Copy all lines containing the string "black" from the records below.

╔══

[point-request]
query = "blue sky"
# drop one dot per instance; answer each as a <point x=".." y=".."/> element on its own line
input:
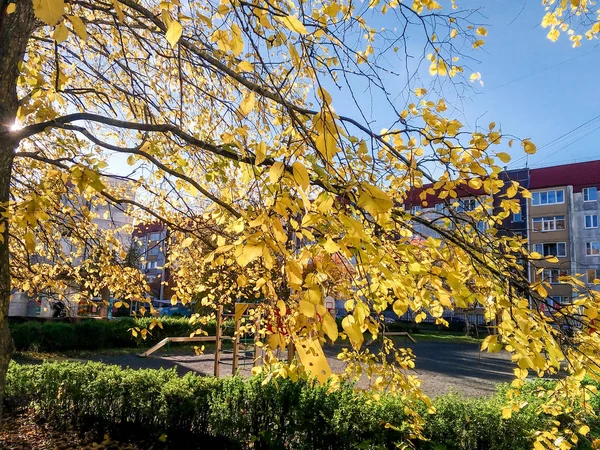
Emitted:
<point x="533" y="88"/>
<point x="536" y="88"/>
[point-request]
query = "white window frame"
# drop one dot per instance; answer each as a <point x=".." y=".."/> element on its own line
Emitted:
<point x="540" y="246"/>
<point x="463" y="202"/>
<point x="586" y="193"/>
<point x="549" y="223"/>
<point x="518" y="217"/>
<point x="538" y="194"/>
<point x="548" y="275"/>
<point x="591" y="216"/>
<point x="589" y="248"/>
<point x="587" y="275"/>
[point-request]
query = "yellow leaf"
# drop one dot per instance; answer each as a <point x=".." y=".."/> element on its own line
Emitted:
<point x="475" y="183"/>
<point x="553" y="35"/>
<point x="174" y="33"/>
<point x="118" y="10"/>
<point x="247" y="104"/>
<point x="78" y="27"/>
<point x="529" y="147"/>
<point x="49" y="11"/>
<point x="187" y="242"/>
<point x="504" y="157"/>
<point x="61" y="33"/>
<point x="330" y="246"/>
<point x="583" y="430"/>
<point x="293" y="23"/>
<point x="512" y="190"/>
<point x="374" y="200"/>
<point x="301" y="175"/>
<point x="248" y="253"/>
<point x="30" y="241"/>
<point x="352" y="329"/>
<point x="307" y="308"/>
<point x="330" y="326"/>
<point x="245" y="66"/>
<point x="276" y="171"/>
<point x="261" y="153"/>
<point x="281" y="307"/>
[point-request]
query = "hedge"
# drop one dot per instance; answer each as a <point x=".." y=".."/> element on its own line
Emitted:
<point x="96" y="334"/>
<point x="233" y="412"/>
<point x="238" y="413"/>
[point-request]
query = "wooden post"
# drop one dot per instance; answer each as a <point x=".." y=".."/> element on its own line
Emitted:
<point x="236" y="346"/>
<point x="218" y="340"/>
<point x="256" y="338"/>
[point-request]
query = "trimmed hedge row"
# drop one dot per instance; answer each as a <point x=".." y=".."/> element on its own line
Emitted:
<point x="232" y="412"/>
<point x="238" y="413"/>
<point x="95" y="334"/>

╚══
╔══

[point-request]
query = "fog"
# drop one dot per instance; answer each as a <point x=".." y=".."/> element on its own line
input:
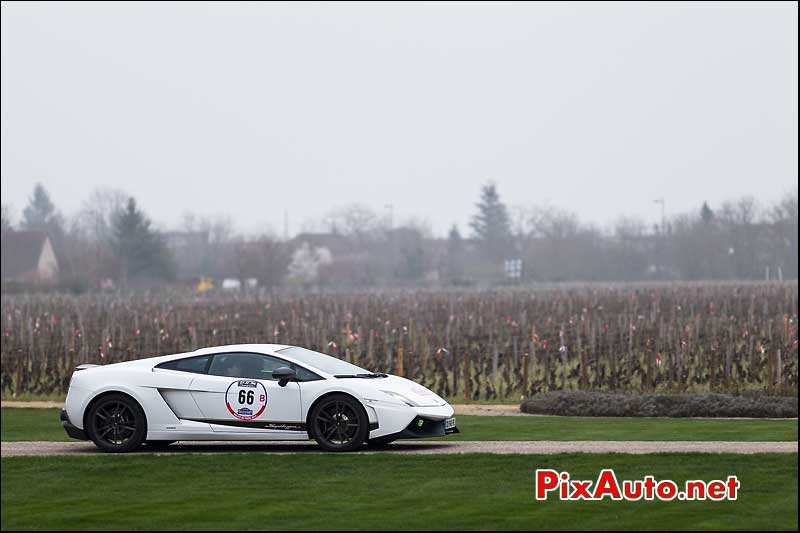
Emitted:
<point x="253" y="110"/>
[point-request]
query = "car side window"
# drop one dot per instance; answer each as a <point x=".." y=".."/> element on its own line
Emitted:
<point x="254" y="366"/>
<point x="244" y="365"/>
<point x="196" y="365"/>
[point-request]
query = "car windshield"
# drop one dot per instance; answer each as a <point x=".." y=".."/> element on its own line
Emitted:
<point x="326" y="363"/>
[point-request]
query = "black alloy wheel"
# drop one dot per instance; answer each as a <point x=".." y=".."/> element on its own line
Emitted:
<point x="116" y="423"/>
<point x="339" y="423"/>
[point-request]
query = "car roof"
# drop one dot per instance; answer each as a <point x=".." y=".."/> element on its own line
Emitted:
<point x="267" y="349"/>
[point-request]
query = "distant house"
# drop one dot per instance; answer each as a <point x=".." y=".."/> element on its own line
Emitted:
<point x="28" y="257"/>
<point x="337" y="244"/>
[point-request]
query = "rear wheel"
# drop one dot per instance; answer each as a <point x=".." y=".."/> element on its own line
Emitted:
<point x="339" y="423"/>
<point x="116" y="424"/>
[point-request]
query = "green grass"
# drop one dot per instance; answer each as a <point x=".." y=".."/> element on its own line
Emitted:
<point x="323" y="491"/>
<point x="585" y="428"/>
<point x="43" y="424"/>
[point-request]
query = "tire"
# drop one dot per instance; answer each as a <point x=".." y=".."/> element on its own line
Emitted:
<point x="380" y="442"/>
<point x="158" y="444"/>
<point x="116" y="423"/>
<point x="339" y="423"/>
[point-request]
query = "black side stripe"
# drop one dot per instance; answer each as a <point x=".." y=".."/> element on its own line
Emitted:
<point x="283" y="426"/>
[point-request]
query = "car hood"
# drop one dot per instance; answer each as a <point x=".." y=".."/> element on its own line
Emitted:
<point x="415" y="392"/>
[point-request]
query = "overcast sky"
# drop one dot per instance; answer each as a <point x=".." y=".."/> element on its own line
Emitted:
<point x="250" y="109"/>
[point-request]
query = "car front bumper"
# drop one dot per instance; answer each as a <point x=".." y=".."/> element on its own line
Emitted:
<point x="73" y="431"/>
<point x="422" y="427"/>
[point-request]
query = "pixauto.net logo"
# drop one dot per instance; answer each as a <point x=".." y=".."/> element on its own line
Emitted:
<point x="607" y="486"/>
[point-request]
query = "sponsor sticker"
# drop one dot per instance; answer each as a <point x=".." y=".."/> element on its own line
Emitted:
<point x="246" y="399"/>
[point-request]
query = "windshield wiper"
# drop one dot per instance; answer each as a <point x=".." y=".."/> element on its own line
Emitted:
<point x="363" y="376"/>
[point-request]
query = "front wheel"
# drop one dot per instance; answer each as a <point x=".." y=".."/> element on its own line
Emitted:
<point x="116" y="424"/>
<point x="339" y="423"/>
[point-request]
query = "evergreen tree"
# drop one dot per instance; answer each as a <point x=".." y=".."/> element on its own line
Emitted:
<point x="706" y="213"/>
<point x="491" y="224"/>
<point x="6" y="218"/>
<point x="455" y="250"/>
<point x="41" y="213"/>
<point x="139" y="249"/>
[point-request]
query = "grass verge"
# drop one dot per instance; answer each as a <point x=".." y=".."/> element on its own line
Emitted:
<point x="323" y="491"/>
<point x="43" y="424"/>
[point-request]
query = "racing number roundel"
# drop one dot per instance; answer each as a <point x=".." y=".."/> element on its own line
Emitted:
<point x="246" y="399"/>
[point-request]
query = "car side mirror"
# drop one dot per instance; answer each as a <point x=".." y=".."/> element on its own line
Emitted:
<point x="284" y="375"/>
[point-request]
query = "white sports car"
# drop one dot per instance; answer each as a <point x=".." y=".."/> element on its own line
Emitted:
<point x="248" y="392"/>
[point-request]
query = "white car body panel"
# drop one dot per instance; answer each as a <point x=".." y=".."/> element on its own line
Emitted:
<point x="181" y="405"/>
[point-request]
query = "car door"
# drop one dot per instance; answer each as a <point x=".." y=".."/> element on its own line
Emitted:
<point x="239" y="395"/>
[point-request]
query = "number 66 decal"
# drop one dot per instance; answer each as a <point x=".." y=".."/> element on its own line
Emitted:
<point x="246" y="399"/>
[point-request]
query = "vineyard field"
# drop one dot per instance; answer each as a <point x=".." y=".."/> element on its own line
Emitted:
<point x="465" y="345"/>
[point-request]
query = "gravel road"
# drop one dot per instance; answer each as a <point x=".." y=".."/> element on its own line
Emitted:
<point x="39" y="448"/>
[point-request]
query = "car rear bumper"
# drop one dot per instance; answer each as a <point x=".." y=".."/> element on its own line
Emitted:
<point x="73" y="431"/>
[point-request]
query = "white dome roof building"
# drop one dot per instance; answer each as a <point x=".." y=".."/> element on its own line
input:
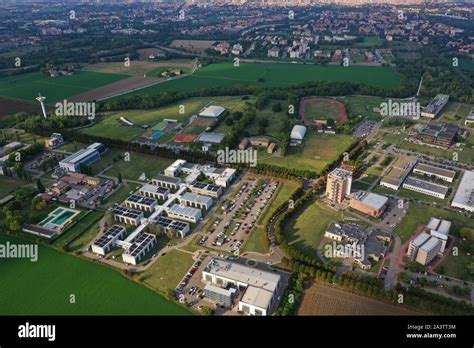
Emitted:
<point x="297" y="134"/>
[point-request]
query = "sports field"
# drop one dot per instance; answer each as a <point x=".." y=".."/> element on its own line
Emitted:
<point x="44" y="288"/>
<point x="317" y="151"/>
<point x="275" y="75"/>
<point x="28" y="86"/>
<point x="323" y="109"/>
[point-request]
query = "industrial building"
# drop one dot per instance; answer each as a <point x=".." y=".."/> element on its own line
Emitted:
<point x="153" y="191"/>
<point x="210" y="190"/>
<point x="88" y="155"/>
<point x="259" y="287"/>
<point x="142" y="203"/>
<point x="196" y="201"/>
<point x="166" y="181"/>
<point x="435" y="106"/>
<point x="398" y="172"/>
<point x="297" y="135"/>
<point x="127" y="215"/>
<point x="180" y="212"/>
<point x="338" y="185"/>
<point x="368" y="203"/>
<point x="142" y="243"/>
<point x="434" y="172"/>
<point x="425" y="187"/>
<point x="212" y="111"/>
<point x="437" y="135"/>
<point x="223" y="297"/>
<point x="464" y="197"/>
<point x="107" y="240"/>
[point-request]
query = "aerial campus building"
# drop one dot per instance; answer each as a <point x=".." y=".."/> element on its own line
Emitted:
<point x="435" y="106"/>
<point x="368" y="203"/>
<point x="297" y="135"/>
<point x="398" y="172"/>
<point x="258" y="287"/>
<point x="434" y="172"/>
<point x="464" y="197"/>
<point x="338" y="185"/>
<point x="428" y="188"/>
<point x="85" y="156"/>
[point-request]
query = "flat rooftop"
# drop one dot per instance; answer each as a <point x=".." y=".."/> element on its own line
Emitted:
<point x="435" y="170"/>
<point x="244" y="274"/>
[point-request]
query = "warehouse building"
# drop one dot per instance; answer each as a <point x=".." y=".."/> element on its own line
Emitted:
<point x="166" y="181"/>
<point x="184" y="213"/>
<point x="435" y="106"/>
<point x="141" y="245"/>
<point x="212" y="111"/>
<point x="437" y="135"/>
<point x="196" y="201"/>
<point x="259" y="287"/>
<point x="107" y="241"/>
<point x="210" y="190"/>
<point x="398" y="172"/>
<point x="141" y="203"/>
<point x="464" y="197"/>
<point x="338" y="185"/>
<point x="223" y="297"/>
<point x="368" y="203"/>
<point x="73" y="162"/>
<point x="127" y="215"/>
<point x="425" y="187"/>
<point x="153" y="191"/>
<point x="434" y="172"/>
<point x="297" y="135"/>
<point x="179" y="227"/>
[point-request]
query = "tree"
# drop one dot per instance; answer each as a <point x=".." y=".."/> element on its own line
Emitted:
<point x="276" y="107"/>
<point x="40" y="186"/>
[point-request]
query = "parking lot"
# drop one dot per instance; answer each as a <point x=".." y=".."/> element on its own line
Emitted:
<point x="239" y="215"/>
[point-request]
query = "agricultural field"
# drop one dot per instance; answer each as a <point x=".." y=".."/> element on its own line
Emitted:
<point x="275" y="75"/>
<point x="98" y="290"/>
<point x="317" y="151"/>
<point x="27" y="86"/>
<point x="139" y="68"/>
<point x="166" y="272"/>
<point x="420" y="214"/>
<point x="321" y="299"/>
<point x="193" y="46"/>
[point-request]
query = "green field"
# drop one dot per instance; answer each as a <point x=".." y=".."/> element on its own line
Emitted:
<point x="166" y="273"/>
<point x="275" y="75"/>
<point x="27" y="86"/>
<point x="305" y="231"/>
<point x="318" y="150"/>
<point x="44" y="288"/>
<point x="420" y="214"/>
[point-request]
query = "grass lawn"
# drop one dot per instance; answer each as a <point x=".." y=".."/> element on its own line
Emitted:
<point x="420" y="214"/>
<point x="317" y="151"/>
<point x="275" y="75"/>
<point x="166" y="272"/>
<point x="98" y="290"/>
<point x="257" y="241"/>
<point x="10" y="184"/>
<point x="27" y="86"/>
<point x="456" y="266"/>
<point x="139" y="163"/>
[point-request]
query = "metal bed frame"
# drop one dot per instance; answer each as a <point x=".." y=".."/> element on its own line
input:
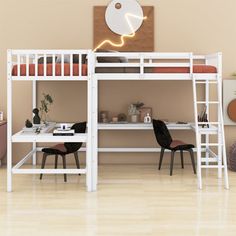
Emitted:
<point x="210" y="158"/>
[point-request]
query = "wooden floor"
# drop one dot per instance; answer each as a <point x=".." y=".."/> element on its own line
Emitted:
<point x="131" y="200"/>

╚══

> RESULT OF THIS TASK
query = "black alloy wheel"
query = "black side stripe"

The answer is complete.